## Task goal
Transcribe every line of the listing below without any deviation.

## Records for this exercise
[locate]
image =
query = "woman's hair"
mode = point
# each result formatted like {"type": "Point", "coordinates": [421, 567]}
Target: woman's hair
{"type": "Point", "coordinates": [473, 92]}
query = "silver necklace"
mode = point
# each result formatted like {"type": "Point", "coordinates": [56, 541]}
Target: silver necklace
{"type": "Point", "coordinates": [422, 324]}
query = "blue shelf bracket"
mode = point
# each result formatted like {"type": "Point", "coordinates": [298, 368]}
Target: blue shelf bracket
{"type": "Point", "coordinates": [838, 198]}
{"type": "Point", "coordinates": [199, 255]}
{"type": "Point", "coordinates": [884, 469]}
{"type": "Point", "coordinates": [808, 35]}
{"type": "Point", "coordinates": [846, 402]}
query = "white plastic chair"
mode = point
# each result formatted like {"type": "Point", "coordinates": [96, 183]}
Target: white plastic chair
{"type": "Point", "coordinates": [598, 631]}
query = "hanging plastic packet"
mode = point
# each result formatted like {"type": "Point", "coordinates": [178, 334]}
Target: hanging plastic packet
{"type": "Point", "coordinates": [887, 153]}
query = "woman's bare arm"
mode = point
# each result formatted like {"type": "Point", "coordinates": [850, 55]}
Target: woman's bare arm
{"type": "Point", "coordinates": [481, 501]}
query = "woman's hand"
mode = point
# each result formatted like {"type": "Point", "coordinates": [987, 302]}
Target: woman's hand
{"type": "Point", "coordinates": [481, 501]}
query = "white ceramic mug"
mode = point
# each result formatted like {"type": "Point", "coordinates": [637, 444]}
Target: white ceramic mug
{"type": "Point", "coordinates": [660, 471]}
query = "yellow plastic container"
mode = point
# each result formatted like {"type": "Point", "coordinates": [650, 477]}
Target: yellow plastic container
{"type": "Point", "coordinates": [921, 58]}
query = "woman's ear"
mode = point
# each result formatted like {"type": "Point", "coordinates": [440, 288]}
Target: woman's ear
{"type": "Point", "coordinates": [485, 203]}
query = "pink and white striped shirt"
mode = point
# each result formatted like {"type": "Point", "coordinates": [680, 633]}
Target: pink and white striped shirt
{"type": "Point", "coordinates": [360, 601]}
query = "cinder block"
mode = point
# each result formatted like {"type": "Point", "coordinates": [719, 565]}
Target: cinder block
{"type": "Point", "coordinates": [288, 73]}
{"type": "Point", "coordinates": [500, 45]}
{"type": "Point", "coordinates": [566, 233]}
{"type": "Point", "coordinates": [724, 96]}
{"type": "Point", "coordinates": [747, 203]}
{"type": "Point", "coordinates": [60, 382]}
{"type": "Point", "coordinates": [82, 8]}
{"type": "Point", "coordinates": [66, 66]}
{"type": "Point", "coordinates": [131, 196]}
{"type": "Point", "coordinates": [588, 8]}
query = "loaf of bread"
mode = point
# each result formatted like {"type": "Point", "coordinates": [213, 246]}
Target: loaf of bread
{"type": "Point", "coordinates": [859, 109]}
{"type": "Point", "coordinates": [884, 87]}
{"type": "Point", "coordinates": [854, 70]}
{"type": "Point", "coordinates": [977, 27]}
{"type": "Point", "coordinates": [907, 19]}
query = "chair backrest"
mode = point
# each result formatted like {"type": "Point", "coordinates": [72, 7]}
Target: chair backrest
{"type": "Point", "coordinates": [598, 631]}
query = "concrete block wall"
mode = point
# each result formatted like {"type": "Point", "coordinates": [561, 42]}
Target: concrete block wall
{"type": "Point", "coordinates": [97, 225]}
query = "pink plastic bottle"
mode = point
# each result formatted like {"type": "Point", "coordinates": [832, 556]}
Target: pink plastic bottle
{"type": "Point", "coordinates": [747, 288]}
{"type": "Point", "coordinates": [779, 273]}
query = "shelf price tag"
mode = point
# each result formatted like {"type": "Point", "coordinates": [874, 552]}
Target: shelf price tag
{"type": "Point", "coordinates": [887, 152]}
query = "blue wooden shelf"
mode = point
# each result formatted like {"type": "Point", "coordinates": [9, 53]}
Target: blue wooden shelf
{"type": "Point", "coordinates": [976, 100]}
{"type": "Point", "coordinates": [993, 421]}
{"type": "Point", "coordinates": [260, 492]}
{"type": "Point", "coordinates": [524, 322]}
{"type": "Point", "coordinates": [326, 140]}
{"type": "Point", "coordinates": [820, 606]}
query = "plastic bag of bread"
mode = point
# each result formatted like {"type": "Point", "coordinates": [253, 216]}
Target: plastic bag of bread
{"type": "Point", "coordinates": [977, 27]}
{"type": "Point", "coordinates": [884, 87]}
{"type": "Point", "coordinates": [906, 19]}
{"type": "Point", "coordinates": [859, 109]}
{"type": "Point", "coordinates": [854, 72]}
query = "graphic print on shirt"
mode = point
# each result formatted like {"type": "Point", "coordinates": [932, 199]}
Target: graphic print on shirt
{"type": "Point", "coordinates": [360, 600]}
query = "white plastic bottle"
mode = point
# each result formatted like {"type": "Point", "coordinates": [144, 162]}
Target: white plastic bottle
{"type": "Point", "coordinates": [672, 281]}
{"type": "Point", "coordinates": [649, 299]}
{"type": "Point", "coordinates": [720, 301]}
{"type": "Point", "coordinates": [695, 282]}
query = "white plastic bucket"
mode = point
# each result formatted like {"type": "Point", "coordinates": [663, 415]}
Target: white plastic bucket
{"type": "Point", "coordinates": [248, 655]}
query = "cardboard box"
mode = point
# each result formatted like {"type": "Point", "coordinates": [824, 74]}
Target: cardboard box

## Answer
[locate]
image =
query = "woman's hair"
mode = point
# each result formatted like {"type": "Point", "coordinates": [421, 567]}
Target: woman's hair
{"type": "Point", "coordinates": [473, 92]}
query = "silver necklace"
mode = point
# each result formatted like {"type": "Point", "coordinates": [56, 541]}
Target: silver necklace
{"type": "Point", "coordinates": [422, 324]}
query = "blue shelf bracket"
mode = point
# each result formatted like {"type": "Point", "coordinates": [298, 368]}
Target: blue shelf bracket
{"type": "Point", "coordinates": [838, 198]}
{"type": "Point", "coordinates": [199, 255]}
{"type": "Point", "coordinates": [884, 469]}
{"type": "Point", "coordinates": [808, 35]}
{"type": "Point", "coordinates": [846, 402]}
query = "white plastic chair"
mode = point
# each result formatted like {"type": "Point", "coordinates": [96, 183]}
Target: white plastic chair
{"type": "Point", "coordinates": [598, 631]}
query = "hanging plastic packet"
mode = point
# each result formatted like {"type": "Point", "coordinates": [178, 334]}
Target: hanging plastic packet
{"type": "Point", "coordinates": [887, 153]}
query = "woman's bare arm"
mode = point
# each result formatted like {"type": "Point", "coordinates": [850, 55]}
Target: woman's bare arm
{"type": "Point", "coordinates": [481, 501]}
query = "woman's hand"
mode = point
# each result formatted like {"type": "Point", "coordinates": [987, 302]}
Target: woman's hand
{"type": "Point", "coordinates": [481, 501]}
query = "white ceramic mug"
mode = point
# each result formatted like {"type": "Point", "coordinates": [637, 444]}
Target: white ceramic mug
{"type": "Point", "coordinates": [660, 471]}
query = "yellow plastic container"
mode = point
# each result formatted like {"type": "Point", "coordinates": [650, 477]}
Target: yellow plastic container
{"type": "Point", "coordinates": [921, 58]}
query = "woman's ear"
mode = point
# each result formatted like {"type": "Point", "coordinates": [440, 288]}
Target: woman's ear
{"type": "Point", "coordinates": [485, 203]}
query = "pink and white striped shirt"
mode = point
# each result formatted like {"type": "Point", "coordinates": [680, 633]}
Target: pink and white striped shirt
{"type": "Point", "coordinates": [360, 601]}
query = "cinder block"
mode = point
# each result formatted like {"type": "Point", "coordinates": [719, 565]}
Target: cinder block
{"type": "Point", "coordinates": [288, 73]}
{"type": "Point", "coordinates": [500, 45]}
{"type": "Point", "coordinates": [566, 233]}
{"type": "Point", "coordinates": [724, 96]}
{"type": "Point", "coordinates": [747, 203]}
{"type": "Point", "coordinates": [60, 382]}
{"type": "Point", "coordinates": [82, 8]}
{"type": "Point", "coordinates": [66, 66]}
{"type": "Point", "coordinates": [131, 196]}
{"type": "Point", "coordinates": [588, 8]}
query = "loaf of bread"
mode = point
# each result formatted like {"type": "Point", "coordinates": [213, 246]}
Target: loaf of bread
{"type": "Point", "coordinates": [859, 109]}
{"type": "Point", "coordinates": [884, 87]}
{"type": "Point", "coordinates": [854, 70]}
{"type": "Point", "coordinates": [977, 27]}
{"type": "Point", "coordinates": [907, 19]}
query = "chair backrest"
mode = point
# each result formatted like {"type": "Point", "coordinates": [72, 7]}
Target: chair backrest
{"type": "Point", "coordinates": [598, 631]}
query = "concrete block wall"
mode = point
# each result formatted like {"type": "Point", "coordinates": [561, 42]}
Target: concrete block wall
{"type": "Point", "coordinates": [97, 225]}
query = "pink plastic bottle"
mode = point
# each result formatted like {"type": "Point", "coordinates": [832, 556]}
Target: pink plastic bottle
{"type": "Point", "coordinates": [747, 288]}
{"type": "Point", "coordinates": [779, 273]}
query = "shelf price tag"
mode = point
# each result formatted like {"type": "Point", "coordinates": [874, 552]}
Target: shelf price tag
{"type": "Point", "coordinates": [887, 152]}
query = "blue wooden shelf"
mode = point
# each result formatted like {"type": "Point", "coordinates": [9, 53]}
Target: blue wooden shelf
{"type": "Point", "coordinates": [976, 100]}
{"type": "Point", "coordinates": [993, 421]}
{"type": "Point", "coordinates": [260, 492]}
{"type": "Point", "coordinates": [524, 322]}
{"type": "Point", "coordinates": [326, 140]}
{"type": "Point", "coordinates": [820, 606]}
query = "plastic bag of bread"
mode = point
# each result formatted like {"type": "Point", "coordinates": [253, 216]}
Target: plastic bag of bread
{"type": "Point", "coordinates": [977, 27]}
{"type": "Point", "coordinates": [884, 87]}
{"type": "Point", "coordinates": [906, 19]}
{"type": "Point", "coordinates": [859, 109]}
{"type": "Point", "coordinates": [854, 72]}
query = "graphic print on shirt"
mode = point
# each result formatted like {"type": "Point", "coordinates": [932, 199]}
Target: graphic print on shirt
{"type": "Point", "coordinates": [360, 600]}
query = "white plastic bottle"
mode = point
# each result formatted like {"type": "Point", "coordinates": [144, 162]}
Target: white plastic bottle
{"type": "Point", "coordinates": [672, 281]}
{"type": "Point", "coordinates": [649, 299]}
{"type": "Point", "coordinates": [720, 301]}
{"type": "Point", "coordinates": [695, 282]}
query = "white plastic bucket"
mode = point
# each result formatted like {"type": "Point", "coordinates": [663, 415]}
Target: white plastic bucket
{"type": "Point", "coordinates": [248, 655]}
query = "cardboard box"
mode = point
# each result formatted like {"type": "Point", "coordinates": [824, 74]}
Target: cardboard box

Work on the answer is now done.